*** Article ***

Krzysztof Rusinek

Personal information
- Full name: Krzysztof Rusinek
- Date of birth: 31 July 1981 (age 44)
- Place of birth: Gdańsk, Poland
- Height: 1.79 m (5 ft 10 in)
- Position: Forward

Team information
- Current team: Tylko Lechia Gdańsk (caretaker)

Youth career
- 0000–2000: Lechia Gdańsk

Senior career*
- Years: Team / Apps / (Gls)
- 2000–2002: Lechia-Polonia Gdańsk / 20 / (6)
- 2002–2003: Arka Gdynia / 28 / (3)
- 2003–2004: Gryf Wejherowo
- 2004–2006: Lechia Gdańsk / 60 / (13)
- 2007: Śląsk Wrocław / 6 / (0)
- 2007–2008: GKS Jastrzębie / 23 / (2)
- 2008–2009: Kotwica Kołobrzeg / 34 / (8)
- 2009: Flota Świnoujście / 13 / (1)
- 2010: Olimpia Grudziądz / 13 / (1)
- 2010: Chojniczanka Chojnice / 12 / (2)
- 2011–2012: Cartusia Kartuzy / 43 / (8)
- 2012–2013: Kaszubia Kościerzyna / 30 / (0)
- 2013–2016: Bałtyk Gdynia / 68 / (19)
- 2016–2021: GTS Goszyn / 68 / (3)
- 2023–2025: Tylko Lechia Gdańsk / 50 / (45)

Managerial career
- 2017–2019: GTS Goszyn (player-manager)
- 2026–: Tylko Lechia Gdańsk (caretaker)

= Krzysztof Rusinek =

Polish footballer

Krzysztof Rusinek (born 31 July 1981) is a Polish football manager and former professional player who played as a forward. He is currently the caretaker manager of regional league club Tylko Lechia Gdańsk.

During his playing career, he was never prolific, scoring roughly only once every six games, however he continued to feature for many teams in the second and third Polish divisions. Despite never managing to play in the Ekstraklasa, Poland's top footballing division, he spent many seasons in the I liga, playing a total of 127 appearances and scoring 11 goals in the second tier. He notably played in the I liga with Lechia-Polonia Gdańsk, Arka Gdynia, Lechia Gdańsk, Śląsk Wrocław, GKS Jastrzębie, and Flota Świnoujście.

*** Dataset content ***

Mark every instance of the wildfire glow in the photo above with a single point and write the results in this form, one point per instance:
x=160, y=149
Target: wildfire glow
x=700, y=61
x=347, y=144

***

Retype the entire article on Krzysztof Rusinek word for word. The items come from a separate source.

Krzysztof Rusinek

Personal information
- Full name: Krzysztof Rusinek
- Date of birth: 31 July 1981 (age 44)
- Place of birth: Gdańsk, Poland
- Height: 1.79 m (5 ft 10 in)
- Position: Forward

Team information
- Current team: Tylko Lechia Gdańsk (caretaker)

Youth career
- 0000–2000: Lechia Gdańsk

Senior career*
- Years: Team / Apps / (Gls)
- 2000–2002: Lechia-Polonia Gdańsk / 20 / (6)
- 2002–2003: Arka Gdynia / 28 / (3)
- 2003–2004: Gryf Wejherowo
- 2004–2006: Lechia Gdańsk / 60 / (13)
- 2007: Śląsk Wrocław / 6 / (0)
- 2007–2008: GKS Jastrzębie / 23 / (2)
- 2008–2009: Kotwica Kołobrzeg / 34 / (8)
- 2009: Flota Świnoujście / 13 / (1)
- 2010: Olimpia Grudziądz / 13 / (1)
- 2010: Chojniczanka Chojnice / 12 / (2)
- 2011–2012: Cartusia Kartuzy / 43 / (8)
- 2012–2013: Kaszubia Kościerzyna / 30 / (0)
- 2013–2016: Bałtyk Gdynia / 68 / (19)
- 2016–2021: GTS Goszyn / 68 / (3)
- 2023–2025: Tylko Lechia Gdańsk / 50 / (45)

Managerial career
- 2017–2019: GTS Goszyn (player-manager)
- 2026–: Tylko Lechia Gdańsk (caretaker)

= Krzysztof Rusinek =

Polish footballer

Krzysztof Rusinek (born 31 July 1981) is a Polish football manager and former professional player who played as a forward. He is currently the caretaker manager of regional league club Tylko Lechia Gdańsk.

During his playing career, he was never prolific, scoring roughly only once every six games, however he continued to feature for many teams in the second and third Polish divisions. Despite never managing to play in the Ekstraklasa, Poland's top footballing division, he spent many seasons in the I liga, playing a total of 127 appearances and scoring 11 goals in the second tier. He notably played in the I liga with Lechia-Polonia Gdańsk, Arka Gdynia, Lechia Gdańsk, Śląsk Wrocław, GKS Jastrzębie, and Flota Świnoujście.